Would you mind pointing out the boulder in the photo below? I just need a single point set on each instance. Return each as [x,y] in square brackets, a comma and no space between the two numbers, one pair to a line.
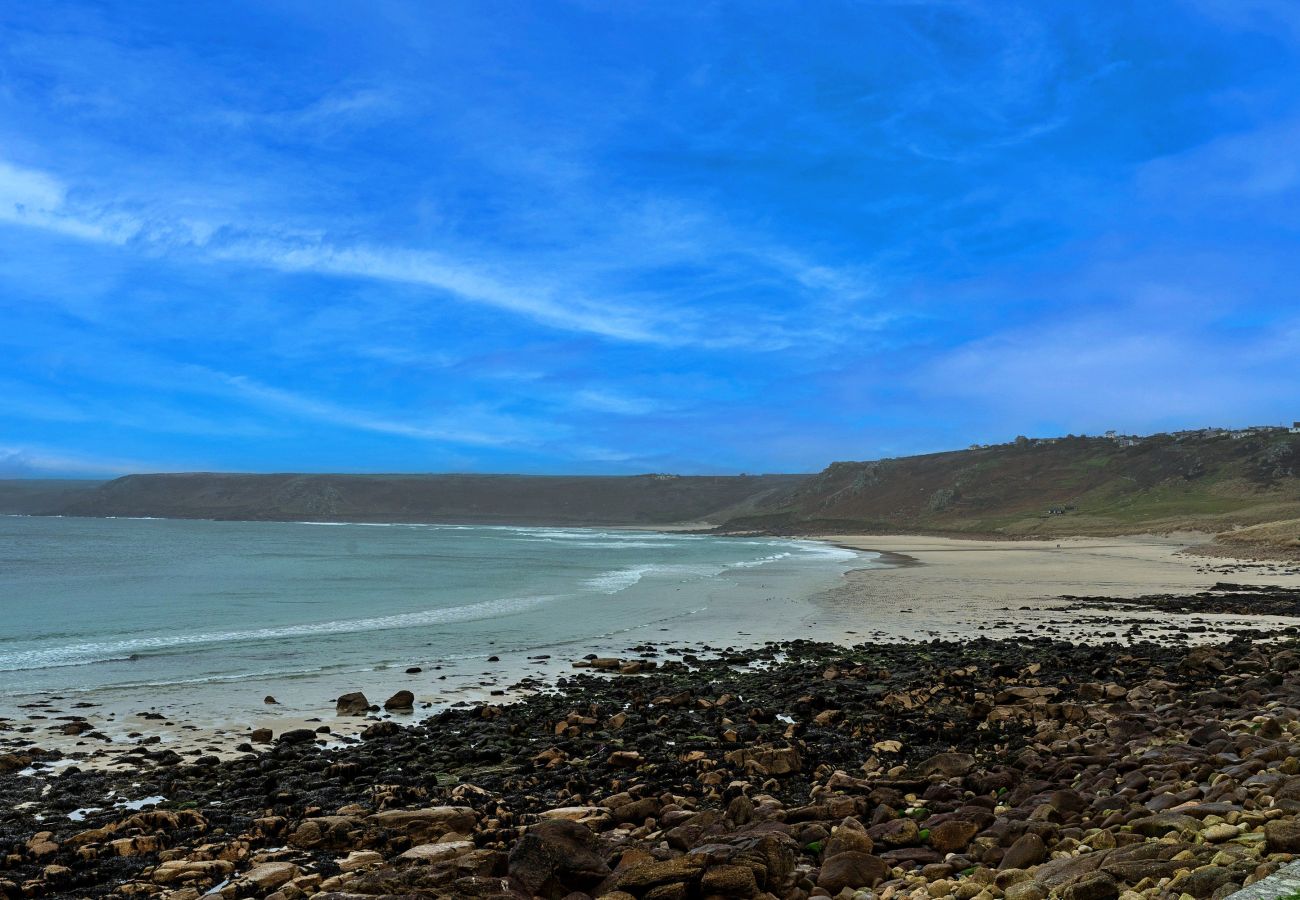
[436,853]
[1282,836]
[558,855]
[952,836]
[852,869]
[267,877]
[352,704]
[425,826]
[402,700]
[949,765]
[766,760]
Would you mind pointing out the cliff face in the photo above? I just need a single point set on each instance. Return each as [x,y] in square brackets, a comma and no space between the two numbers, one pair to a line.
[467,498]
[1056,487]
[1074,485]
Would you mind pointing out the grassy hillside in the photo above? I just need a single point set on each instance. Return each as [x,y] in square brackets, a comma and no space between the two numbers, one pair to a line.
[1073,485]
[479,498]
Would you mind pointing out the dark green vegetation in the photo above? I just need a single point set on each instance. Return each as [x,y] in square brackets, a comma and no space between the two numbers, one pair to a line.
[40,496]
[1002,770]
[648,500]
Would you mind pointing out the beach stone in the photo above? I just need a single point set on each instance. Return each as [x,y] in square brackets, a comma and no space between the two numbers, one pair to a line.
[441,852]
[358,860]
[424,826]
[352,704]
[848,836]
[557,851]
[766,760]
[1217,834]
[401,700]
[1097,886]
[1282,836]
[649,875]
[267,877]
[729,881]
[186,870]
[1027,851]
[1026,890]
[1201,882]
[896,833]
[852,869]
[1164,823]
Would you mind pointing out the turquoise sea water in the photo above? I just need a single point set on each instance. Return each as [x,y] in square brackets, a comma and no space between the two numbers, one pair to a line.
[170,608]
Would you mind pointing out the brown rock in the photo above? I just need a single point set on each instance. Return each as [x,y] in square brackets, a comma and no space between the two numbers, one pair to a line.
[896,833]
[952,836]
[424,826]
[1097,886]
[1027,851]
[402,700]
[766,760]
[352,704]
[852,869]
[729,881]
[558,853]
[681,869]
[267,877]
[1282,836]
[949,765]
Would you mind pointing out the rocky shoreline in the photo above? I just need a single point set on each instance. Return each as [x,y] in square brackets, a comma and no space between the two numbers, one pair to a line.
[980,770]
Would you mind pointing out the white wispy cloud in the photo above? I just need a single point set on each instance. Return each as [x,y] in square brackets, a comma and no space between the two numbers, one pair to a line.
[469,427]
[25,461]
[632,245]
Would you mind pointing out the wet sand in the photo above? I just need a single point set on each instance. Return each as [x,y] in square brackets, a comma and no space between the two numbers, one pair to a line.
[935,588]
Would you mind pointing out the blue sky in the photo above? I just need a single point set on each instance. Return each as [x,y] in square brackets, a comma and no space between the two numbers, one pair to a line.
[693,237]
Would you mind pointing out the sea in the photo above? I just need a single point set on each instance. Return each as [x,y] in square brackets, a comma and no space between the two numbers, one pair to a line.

EXERCISE DIRECTIONS - Copy the data word for word, no pictures.

RESPONSE AREA -
Would you mind pointing out the boulder in the photo below? I just need a single point set on each instance. Return each as [x,y] in square brackets, a comma and no space between the two numbers, one pair to a line.
[436,853]
[1282,836]
[558,855]
[952,836]
[852,869]
[267,877]
[352,704]
[425,826]
[402,700]
[949,765]
[766,760]
Would you mind pointing out the cliff face in the photo above? I just need a single point set on each instance. Return each as [x,y] in square brackets, a comma and no space between the two numbers, one pair to a line.
[467,498]
[1056,487]
[1074,485]
Would you mind pointing out the grassy hillside in the photo above? I just need a single point set on each instance. Return each as [x,y] in square brackets, a comma and no space between the two numbers, one pair to a line.
[1073,485]
[479,498]
Would you mind pointing out the dark green vegetation in the photo above? I just need a single point set on each instance. Return each as [x,y] in square brackets, a comma and no space between the two numbers, one pair to a line.
[40,496]
[1002,770]
[648,500]
Would you mind pointing out the beach stone in the photo above? I just need a single point set on each instance. Return each as [x,y] in square brackets, a comma and no space between the two numbers, one pair to a line.
[441,852]
[358,860]
[424,826]
[352,704]
[848,836]
[557,851]
[766,760]
[1217,834]
[401,700]
[1097,886]
[1282,836]
[649,875]
[267,877]
[729,881]
[186,870]
[1027,851]
[1026,890]
[1201,882]
[896,833]
[852,869]
[1164,823]
Would you mind pointing out the turquoise sea water in the photo above? I just need a single point set on each instance. Return each as [x,y] in square brackets, a comma and no space between the two numbers, one pair to a line.
[170,608]
Would you mind pointing out the brown rock in the photo above? I just need a single point set on each instance. Return each as [x,y] in square brackets, a comma and no space between the two numbers, one pair to a line.
[896,833]
[952,836]
[424,826]
[1097,886]
[1027,851]
[402,700]
[766,760]
[352,704]
[852,869]
[729,881]
[558,853]
[681,869]
[267,877]
[1282,836]
[949,765]
Would you mind pointing out the rocky shoreline in the photo above? I just need a single point set on each instance. Return each as [x,y] in square brackets, a comma and no space between the two numbers, one pair to a line.
[980,770]
Would you mind pointing out the white wispy cloud in the photo above? I just need a single point set on each instance. Return each as [x,y] in square brackets, a comma and no space between the two numbers, one pair to a line.
[469,427]
[25,461]
[632,245]
Would you mind pointing out the wet sand in the photo above? I just need a single point set on each instance. Return each as [x,y] in square brackets, a comma and no space between the two numbers, one pair to a line.
[935,588]
Would you mind pointing out the blue sky in the photo above? I just need a single point set on each instance. Return each as [x,y] in square brackets, a comma and no space between the two numbers, one pair to a line.
[693,237]
Would you mind pointing out the sea in the photo above? I just need a single point set on each instance. Return each as [x,y] in square brackets, a comma and no space between the two numbers, one pair to a line.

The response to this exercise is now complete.